Exact copies of all the records are the expected output.

Provided information Block Start

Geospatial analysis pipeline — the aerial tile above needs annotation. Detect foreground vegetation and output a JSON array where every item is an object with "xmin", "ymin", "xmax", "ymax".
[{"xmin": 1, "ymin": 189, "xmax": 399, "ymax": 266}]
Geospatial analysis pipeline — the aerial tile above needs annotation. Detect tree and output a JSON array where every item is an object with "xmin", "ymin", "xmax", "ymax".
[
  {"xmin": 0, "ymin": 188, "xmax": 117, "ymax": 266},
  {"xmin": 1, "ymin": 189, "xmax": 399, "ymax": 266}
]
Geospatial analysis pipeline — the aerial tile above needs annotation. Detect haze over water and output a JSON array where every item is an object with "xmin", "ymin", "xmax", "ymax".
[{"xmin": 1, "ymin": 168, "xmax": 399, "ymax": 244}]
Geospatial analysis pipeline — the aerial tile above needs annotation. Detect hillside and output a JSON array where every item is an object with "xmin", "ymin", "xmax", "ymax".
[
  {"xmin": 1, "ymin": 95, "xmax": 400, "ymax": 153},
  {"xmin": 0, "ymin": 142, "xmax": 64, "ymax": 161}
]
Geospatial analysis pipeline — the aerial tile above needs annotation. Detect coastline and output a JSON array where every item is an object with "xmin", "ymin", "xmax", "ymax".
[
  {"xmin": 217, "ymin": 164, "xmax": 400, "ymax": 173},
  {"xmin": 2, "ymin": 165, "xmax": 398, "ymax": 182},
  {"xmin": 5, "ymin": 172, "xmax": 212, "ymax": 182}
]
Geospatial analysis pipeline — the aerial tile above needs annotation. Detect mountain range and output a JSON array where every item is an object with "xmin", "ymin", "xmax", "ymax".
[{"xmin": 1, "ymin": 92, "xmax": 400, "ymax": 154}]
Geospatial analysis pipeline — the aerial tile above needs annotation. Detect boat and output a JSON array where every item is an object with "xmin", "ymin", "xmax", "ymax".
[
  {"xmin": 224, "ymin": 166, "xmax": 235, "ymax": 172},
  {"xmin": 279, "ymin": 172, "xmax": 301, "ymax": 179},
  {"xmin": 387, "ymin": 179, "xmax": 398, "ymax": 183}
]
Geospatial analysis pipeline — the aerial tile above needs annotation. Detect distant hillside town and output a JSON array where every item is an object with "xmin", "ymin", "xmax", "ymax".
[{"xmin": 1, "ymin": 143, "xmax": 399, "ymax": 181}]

Provided information Block End

## Answer to this task
Geospatial analysis pipeline — the aerial tile above needs annotation. Detect foreground vegetation and output a JSON array where every item is an object with "xmin", "ymin", "xmax", "ymax".
[{"xmin": 1, "ymin": 189, "xmax": 399, "ymax": 266}]
Geospatial analysis pipeline — the aerial tile above needs annotation. Detect tree and output a JSON array where every item is an object with "xmin", "ymin", "xmax", "ymax".
[
  {"xmin": 0, "ymin": 188, "xmax": 117, "ymax": 266},
  {"xmin": 1, "ymin": 189, "xmax": 399, "ymax": 266}
]
Geospatial analysis pipeline — the aerial tile above needs annotation. Detect haze over water and output a JSON array where every item is an object with "xmin", "ymin", "xmax", "ymax".
[{"xmin": 1, "ymin": 168, "xmax": 399, "ymax": 244}]
Geospatial analysis pipeline — the aerial tile above needs annotation. Detect hillside and output a JSON array where every item is an object with "xmin", "ymin", "xmax", "ymax".
[
  {"xmin": 1, "ymin": 95, "xmax": 400, "ymax": 153},
  {"xmin": 0, "ymin": 142, "xmax": 64, "ymax": 161}
]
Geospatial analysis pipeline — the aerial tile above needs annotation. Detect coastline and output a JSON array where every item is an object with "xmin", "ymin", "xmax", "ymax".
[
  {"xmin": 217, "ymin": 164, "xmax": 400, "ymax": 173},
  {"xmin": 2, "ymin": 165, "xmax": 398, "ymax": 182},
  {"xmin": 5, "ymin": 172, "xmax": 212, "ymax": 182}
]
Geospatial analysis pipeline — the aerial tile above needs annotation. Detect mountain range and output a JSON array where every item is an object with "xmin", "ymin", "xmax", "ymax".
[{"xmin": 1, "ymin": 92, "xmax": 400, "ymax": 154}]
Geospatial analysis pipeline — the aerial tile above needs annotation. Detect boat and output a JSON array where every item is an object with "xmin", "ymin", "xmax", "ymax".
[
  {"xmin": 224, "ymin": 166, "xmax": 235, "ymax": 172},
  {"xmin": 279, "ymin": 172, "xmax": 301, "ymax": 179},
  {"xmin": 387, "ymin": 179, "xmax": 398, "ymax": 183}
]
Geospatial analysis pipeline — the aerial tile above needs annotation. Detect distant hillside town and output a JSON array where every item is an object with "xmin", "ymin", "xmax", "ymax".
[{"xmin": 1, "ymin": 143, "xmax": 399, "ymax": 181}]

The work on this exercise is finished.